# start of Extracted records

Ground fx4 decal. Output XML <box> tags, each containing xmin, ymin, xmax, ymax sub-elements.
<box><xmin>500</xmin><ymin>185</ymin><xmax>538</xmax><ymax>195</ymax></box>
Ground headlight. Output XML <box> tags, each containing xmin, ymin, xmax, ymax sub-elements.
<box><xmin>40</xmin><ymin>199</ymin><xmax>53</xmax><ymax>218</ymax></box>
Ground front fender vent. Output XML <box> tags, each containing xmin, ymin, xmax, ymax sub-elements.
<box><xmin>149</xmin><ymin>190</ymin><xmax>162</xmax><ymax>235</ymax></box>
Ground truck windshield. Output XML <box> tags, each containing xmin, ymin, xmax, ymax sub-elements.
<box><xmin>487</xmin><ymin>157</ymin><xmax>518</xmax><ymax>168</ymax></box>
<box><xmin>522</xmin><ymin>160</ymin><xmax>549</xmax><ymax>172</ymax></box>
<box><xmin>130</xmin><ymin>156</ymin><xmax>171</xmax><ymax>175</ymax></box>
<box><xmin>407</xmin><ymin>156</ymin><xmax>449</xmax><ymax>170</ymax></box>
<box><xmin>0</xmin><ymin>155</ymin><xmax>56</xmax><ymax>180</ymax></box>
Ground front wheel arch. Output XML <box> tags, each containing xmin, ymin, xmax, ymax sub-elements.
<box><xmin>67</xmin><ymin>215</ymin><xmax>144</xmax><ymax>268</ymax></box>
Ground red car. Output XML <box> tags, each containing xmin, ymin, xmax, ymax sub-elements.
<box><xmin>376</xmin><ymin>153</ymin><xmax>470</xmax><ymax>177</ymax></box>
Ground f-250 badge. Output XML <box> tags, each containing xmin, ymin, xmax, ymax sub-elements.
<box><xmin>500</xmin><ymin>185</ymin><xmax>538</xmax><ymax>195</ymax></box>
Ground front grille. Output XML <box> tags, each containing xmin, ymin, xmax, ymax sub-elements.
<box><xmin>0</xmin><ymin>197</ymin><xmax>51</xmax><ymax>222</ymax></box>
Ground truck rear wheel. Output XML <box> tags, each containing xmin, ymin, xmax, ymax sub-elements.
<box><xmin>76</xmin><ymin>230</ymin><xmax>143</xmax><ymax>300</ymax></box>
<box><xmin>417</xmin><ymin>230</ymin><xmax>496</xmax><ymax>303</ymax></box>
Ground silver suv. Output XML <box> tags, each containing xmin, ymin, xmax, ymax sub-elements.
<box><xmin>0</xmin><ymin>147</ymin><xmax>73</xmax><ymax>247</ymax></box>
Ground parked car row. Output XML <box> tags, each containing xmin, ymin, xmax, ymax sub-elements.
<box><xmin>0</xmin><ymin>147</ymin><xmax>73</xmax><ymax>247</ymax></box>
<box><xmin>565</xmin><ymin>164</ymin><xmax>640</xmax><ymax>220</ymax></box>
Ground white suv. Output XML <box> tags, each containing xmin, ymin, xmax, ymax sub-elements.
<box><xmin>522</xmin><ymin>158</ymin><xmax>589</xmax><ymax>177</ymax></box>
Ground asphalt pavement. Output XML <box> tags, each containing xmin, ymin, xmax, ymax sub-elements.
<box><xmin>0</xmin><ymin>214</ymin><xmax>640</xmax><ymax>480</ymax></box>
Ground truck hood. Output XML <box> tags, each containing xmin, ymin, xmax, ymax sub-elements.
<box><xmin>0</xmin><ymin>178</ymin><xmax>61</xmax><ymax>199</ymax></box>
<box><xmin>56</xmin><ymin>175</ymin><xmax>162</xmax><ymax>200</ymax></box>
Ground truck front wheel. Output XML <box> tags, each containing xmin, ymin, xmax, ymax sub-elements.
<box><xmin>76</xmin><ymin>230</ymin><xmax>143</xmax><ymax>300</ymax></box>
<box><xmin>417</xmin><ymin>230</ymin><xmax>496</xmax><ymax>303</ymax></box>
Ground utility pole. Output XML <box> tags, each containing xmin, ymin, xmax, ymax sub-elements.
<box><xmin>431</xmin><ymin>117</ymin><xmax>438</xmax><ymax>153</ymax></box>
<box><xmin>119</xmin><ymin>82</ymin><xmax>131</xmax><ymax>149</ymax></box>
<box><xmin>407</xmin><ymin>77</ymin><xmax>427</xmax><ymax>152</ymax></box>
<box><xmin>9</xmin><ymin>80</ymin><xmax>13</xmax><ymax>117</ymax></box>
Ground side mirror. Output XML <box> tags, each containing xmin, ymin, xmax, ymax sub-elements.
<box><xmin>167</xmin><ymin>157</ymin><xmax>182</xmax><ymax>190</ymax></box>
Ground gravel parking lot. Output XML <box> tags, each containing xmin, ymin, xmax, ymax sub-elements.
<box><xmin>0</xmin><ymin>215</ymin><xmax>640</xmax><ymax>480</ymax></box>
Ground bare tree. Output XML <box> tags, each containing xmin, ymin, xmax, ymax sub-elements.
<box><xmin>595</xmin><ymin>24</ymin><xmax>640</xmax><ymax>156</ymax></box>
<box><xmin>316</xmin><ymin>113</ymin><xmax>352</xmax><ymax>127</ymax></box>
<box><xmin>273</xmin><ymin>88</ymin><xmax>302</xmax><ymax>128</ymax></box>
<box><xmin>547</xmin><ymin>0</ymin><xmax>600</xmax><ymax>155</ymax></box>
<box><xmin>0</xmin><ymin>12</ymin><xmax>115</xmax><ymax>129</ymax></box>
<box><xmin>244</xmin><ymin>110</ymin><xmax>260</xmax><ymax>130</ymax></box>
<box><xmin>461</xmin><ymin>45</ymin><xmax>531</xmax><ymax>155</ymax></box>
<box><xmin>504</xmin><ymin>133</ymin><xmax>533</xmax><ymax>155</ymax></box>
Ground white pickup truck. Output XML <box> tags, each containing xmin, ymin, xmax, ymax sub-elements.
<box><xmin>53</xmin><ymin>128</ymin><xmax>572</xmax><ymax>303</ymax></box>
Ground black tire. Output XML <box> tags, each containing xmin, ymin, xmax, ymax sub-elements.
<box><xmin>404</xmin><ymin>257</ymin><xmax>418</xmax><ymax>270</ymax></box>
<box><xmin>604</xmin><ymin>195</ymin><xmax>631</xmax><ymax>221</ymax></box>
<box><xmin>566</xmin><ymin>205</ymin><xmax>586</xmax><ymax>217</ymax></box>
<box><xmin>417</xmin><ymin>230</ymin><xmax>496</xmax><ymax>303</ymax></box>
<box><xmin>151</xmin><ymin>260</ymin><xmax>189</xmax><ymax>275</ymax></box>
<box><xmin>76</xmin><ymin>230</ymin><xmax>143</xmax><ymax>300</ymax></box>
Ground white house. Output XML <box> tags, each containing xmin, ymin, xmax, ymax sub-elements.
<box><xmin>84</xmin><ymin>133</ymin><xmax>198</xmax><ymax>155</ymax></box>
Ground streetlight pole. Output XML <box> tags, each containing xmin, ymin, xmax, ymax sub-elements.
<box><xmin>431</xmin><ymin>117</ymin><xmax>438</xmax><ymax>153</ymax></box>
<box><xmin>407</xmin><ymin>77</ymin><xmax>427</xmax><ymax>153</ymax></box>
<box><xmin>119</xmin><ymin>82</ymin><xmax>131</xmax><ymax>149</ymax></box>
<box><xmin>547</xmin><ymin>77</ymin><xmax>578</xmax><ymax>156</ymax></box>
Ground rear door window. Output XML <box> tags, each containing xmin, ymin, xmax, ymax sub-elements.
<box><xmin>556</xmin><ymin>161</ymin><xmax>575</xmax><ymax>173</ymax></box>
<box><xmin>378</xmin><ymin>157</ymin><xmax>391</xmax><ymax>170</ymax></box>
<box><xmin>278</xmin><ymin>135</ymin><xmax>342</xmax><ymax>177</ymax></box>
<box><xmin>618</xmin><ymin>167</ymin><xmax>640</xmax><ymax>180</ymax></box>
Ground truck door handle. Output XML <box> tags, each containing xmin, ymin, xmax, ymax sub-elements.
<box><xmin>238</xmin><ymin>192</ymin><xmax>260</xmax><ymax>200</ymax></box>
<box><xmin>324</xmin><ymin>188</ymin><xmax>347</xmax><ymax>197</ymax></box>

# end of Extracted records

[Stated problem] Please find every line in the items that contains the word "pole" and copy each such line.

[Exercise answer]
Ground utility pole. Output XML <box> tags, each containing xmin, ymin, xmax, ymax sub-elements.
Ground streetlight pole. Output XML <box> tags, each containing xmin, ymin, xmax, ymax sub-elements.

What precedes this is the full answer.